REQUIREMENTS: Lay out the lines of the records as a JSON list of strings, one string per line, with blank lines omitted. Begin at the line that contains "task: segment the **person in blue jacket**" and stop after the line that contains "106L205 119L210 119L210".

━━ SUPPLIED DATA

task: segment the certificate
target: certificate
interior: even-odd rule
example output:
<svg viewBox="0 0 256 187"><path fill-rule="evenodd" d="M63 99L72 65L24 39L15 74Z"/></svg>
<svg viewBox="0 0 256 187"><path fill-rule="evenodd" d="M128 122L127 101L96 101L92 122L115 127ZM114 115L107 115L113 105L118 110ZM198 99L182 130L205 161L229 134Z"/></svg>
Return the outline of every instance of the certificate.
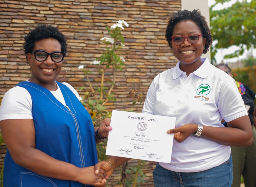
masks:
<svg viewBox="0 0 256 187"><path fill-rule="evenodd" d="M170 163L176 118L113 110L106 154Z"/></svg>

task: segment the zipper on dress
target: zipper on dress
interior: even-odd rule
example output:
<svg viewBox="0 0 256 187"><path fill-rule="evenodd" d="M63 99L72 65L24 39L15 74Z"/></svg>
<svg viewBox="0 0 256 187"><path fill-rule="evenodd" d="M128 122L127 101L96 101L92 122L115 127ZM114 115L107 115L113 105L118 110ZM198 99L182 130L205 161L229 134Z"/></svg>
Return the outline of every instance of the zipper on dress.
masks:
<svg viewBox="0 0 256 187"><path fill-rule="evenodd" d="M77 136L78 137L78 142L79 142L79 146L80 148L80 153L81 154L81 158L82 159L82 165L83 167L84 168L84 166L83 164L83 155L82 153L82 147L81 146L81 143L80 142L80 136L79 134L79 131L78 131L78 126L77 122L77 121L76 120L76 118L75 117L75 116L74 115L74 114L72 112L71 110L69 109L69 108L68 107L68 106L66 106L65 107L66 108L68 109L68 110L69 111L69 112L70 112L70 113L71 115L72 115L72 116L73 117L74 120L75 121L75 123L76 123L76 125L77 127Z"/></svg>

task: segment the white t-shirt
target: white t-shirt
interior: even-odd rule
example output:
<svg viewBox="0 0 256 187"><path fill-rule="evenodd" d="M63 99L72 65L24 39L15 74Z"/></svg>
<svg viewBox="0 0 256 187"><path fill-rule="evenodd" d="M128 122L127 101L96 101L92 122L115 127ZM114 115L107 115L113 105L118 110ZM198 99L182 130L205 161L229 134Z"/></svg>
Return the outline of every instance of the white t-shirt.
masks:
<svg viewBox="0 0 256 187"><path fill-rule="evenodd" d="M148 91L143 113L176 117L176 127L192 123L221 128L222 118L228 122L248 115L234 79L208 59L202 61L201 66L188 76L180 69L179 62L156 76ZM163 148L168 145L166 142ZM180 143L174 140L171 163L159 163L177 172L200 171L226 161L230 153L229 146L203 136L190 136Z"/></svg>
<svg viewBox="0 0 256 187"><path fill-rule="evenodd" d="M78 93L72 86L66 83L62 83L69 88L78 99ZM64 105L66 103L60 89L58 84L56 91L50 91L56 98ZM0 107L0 121L4 120L33 119L32 100L31 96L24 88L15 86L4 95Z"/></svg>

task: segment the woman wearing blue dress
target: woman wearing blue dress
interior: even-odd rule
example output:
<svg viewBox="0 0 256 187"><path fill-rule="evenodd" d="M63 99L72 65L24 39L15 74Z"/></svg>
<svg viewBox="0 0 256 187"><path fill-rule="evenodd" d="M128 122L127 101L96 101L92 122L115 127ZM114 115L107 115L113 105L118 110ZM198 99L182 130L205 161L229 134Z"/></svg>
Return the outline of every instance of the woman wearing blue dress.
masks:
<svg viewBox="0 0 256 187"><path fill-rule="evenodd" d="M94 128L77 92L56 81L67 52L65 36L44 25L25 39L31 77L7 91L0 108L7 148L4 186L104 186L105 172L94 172L96 144L108 136L110 120Z"/></svg>

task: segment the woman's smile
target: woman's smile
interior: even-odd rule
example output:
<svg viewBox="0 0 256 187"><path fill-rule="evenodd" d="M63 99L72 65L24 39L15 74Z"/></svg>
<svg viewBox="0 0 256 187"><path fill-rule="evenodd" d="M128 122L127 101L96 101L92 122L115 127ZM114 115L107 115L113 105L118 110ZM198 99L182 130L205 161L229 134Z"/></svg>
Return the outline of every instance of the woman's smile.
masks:
<svg viewBox="0 0 256 187"><path fill-rule="evenodd" d="M41 68L41 69L43 71L45 72L47 72L48 73L50 73L54 71L55 69L46 69L46 68Z"/></svg>

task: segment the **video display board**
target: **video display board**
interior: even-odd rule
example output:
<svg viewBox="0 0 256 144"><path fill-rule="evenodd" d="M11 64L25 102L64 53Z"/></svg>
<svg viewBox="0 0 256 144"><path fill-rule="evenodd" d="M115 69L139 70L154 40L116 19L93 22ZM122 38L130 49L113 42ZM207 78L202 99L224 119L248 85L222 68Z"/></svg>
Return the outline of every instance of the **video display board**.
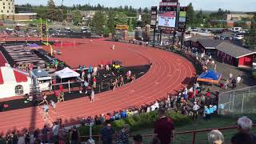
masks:
<svg viewBox="0 0 256 144"><path fill-rule="evenodd" d="M154 28L157 24L158 6L151 7L151 28Z"/></svg>
<svg viewBox="0 0 256 144"><path fill-rule="evenodd" d="M160 2L158 26L176 27L177 7L177 5L165 6Z"/></svg>
<svg viewBox="0 0 256 144"><path fill-rule="evenodd" d="M181 6L179 8L179 18L178 18L178 31L185 32L186 30L186 6Z"/></svg>

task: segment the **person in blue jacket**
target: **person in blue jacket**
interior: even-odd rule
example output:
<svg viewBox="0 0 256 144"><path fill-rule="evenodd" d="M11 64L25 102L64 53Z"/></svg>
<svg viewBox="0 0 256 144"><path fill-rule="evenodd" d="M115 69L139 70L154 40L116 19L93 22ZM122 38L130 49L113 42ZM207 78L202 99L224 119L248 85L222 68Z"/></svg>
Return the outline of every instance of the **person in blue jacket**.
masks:
<svg viewBox="0 0 256 144"><path fill-rule="evenodd" d="M205 106L205 119L210 119L210 112L207 106Z"/></svg>

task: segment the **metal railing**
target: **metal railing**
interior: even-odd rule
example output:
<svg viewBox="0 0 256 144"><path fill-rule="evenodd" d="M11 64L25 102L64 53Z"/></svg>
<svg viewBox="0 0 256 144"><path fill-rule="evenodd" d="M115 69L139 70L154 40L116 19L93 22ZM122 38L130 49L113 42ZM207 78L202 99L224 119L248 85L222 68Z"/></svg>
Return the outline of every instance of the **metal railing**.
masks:
<svg viewBox="0 0 256 144"><path fill-rule="evenodd" d="M256 125L253 125L253 127L255 128ZM174 133L174 139L172 143L181 143L181 144L195 144L195 143L207 143L207 134L213 130L220 130L225 136L226 142L229 142L235 133L237 126L227 126L227 127L219 127L219 128L210 128L204 130L188 130L188 131L181 131ZM254 130L253 132L254 132ZM202 135L200 135L202 134ZM231 135L230 135L231 134ZM142 135L143 143L150 143L153 140L153 134L145 134ZM132 143L134 135L129 136L129 142ZM93 139L96 143L102 143L101 141L100 135L92 135ZM86 141L90 138L90 136L81 136L82 141ZM113 140L116 138L116 135L113 135Z"/></svg>

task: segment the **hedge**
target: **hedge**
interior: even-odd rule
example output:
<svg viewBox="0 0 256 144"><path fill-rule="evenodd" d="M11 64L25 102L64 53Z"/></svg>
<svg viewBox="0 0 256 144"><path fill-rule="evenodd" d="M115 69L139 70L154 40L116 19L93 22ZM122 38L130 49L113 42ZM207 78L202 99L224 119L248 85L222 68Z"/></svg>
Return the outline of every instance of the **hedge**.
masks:
<svg viewBox="0 0 256 144"><path fill-rule="evenodd" d="M256 79L256 71L255 70L253 70L252 75L253 75L254 78Z"/></svg>
<svg viewBox="0 0 256 144"><path fill-rule="evenodd" d="M176 112L167 112L166 115L170 117L174 122L175 126L182 126L191 122L191 118ZM144 113L138 116L130 117L124 119L116 120L112 122L112 127L115 130L122 129L124 124L128 124L130 126L131 131L143 130L145 128L153 128L154 122L158 118L157 112ZM103 125L95 125L93 126L93 135L98 135L101 130L104 127ZM79 128L81 136L88 136L90 134L90 126L84 126Z"/></svg>

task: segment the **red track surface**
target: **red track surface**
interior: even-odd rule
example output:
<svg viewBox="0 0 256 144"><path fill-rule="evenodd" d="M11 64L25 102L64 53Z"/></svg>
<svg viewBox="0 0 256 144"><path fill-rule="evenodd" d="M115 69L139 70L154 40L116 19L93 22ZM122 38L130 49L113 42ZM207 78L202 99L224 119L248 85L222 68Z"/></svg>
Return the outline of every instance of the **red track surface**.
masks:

━━━━

OUTPUT BELOW:
[
  "task: segment the **person in blue jacket**",
  "target: **person in blue jacket**",
  "interior: even-odd rule",
  "example output:",
  "<svg viewBox=\"0 0 256 144\"><path fill-rule=\"evenodd\" d=\"M11 64L25 102L64 53Z\"/></svg>",
  "<svg viewBox=\"0 0 256 144\"><path fill-rule=\"evenodd\" d=\"M115 69L139 70L154 40L116 19L93 22ZM122 38L130 49L113 42ZM207 78L202 99L224 119L248 85L222 68Z\"/></svg>",
  "Return the outline of every instance of the **person in blue jacket**.",
  "masks:",
  "<svg viewBox=\"0 0 256 144\"><path fill-rule=\"evenodd\" d=\"M205 106L205 119L210 119L210 112L207 106Z\"/></svg>"
]